--- Start ---
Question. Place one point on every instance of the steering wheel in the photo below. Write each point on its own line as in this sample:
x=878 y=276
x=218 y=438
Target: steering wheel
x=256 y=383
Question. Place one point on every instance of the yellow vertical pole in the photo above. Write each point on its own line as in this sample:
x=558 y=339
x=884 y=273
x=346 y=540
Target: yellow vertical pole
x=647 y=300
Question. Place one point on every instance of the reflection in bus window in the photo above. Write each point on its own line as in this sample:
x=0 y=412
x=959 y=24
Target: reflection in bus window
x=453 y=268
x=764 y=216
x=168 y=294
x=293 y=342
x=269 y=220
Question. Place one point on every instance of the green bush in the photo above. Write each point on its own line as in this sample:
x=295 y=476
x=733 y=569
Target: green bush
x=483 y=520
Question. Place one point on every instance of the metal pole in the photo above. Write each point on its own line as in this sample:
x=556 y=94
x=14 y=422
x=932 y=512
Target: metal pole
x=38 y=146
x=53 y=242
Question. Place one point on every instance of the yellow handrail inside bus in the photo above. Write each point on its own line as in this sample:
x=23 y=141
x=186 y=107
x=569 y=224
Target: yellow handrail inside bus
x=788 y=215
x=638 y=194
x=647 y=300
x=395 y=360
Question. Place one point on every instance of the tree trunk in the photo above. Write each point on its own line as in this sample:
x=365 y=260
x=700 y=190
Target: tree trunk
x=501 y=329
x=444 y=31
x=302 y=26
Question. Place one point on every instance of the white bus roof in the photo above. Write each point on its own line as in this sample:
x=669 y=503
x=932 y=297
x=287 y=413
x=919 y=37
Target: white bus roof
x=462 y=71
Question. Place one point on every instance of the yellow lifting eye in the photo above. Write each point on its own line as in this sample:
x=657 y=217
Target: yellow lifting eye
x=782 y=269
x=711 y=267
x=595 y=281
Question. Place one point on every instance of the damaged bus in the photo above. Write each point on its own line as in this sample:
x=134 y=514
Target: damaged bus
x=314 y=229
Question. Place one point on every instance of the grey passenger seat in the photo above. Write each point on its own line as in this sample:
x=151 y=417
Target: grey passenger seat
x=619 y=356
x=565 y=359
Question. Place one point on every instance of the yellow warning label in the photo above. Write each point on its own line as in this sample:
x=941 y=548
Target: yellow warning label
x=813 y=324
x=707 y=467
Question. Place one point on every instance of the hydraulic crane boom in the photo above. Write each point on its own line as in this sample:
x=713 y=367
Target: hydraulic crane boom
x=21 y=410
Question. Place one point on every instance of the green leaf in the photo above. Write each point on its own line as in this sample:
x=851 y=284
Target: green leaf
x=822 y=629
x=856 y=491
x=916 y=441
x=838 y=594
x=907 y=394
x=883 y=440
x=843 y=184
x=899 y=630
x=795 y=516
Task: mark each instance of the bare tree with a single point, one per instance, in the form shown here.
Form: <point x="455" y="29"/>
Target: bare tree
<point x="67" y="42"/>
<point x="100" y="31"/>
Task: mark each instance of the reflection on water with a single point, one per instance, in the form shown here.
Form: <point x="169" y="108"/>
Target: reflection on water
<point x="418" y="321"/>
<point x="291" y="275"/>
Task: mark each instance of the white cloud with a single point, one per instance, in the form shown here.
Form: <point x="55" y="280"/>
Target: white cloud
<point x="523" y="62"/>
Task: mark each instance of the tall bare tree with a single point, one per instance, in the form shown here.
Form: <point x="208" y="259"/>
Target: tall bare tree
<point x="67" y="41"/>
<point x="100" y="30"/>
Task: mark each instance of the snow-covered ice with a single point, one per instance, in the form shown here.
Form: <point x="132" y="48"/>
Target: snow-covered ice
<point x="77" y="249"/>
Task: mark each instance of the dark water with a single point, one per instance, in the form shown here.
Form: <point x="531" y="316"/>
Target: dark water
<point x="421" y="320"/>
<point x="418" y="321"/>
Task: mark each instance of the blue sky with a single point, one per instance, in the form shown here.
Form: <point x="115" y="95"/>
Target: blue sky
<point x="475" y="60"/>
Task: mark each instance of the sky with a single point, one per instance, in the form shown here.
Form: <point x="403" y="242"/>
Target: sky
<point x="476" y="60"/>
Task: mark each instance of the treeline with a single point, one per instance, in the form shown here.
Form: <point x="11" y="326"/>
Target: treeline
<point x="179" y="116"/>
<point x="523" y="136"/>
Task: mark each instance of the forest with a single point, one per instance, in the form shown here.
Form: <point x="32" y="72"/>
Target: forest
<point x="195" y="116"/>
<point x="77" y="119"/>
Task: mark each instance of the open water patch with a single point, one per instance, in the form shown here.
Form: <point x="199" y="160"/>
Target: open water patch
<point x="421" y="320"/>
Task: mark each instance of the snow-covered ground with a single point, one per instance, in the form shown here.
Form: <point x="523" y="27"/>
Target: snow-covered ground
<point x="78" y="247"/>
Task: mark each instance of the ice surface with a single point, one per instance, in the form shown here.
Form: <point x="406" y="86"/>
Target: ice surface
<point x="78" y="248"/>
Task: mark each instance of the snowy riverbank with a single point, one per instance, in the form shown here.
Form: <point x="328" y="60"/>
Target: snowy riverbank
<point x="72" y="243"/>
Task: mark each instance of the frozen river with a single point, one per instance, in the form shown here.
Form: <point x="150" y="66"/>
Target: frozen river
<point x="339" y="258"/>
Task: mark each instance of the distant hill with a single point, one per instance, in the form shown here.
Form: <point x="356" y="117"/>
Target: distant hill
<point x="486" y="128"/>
--- End ---
WHAT IS NEEDED = Rewrite the records above, starting at the line containing "Question. Place one point on every instance of the tree" and ending at the line containing "x=795 y=516", and give only those lines, with the requests and their format samples unchanged. Multiply every coordinate in the answers by 0.35 and round each result to a whole number, rounding halves up.

SOLUTION =
Question. Place one point on every instance of the tree trunk in the photo above. Write each point on its own line as in this sample:
x=365 y=260
x=700 y=190
Target: tree trunk
x=175 y=115
x=155 y=11
x=106 y=9
Question. Place one point on every instance of the white bus roof in the photo above. Write each point on its own line as in this sample:
x=669 y=503
x=932 y=297
x=287 y=413
x=919 y=37
Target: white bus roof
x=162 y=25
Question. Place one point on every instance of the yellow lifting eye in the photo above. Write each point on its own line as in this sample:
x=657 y=217
Target: yellow lifting eye
x=274 y=94
x=249 y=93
x=208 y=98
Question. Place one point on every instance of the damaged bus in the photo above. Write each point on its own line as in this sample:
x=134 y=514
Target: damaged bus
x=110 y=80
Question. Place one point on every instance of the grey passenger seat in the photo above. Write each point on its own line as in this sample:
x=151 y=417
Target: grey passenger seat
x=217 y=125
x=198 y=126
Question. Place one point on every instance of the yellow warning label in the photo above. Write each point on its own line as in this sample:
x=941 y=548
Target: yellow warning label
x=285 y=113
x=247 y=163
Question. Place one point on every instance of the hydraulic crane boom in the photo above. Write each point on its own line as in this sample:
x=713 y=367
Target: hydraulic crane boom
x=7 y=144
Question. Place one point on every instance of the green leaf in the photo above. Write each point on its own line as in this sample:
x=851 y=284
Target: green leaf
x=288 y=220
x=300 y=172
x=321 y=154
x=293 y=208
x=317 y=138
x=309 y=154
x=295 y=64
x=315 y=221
x=278 y=181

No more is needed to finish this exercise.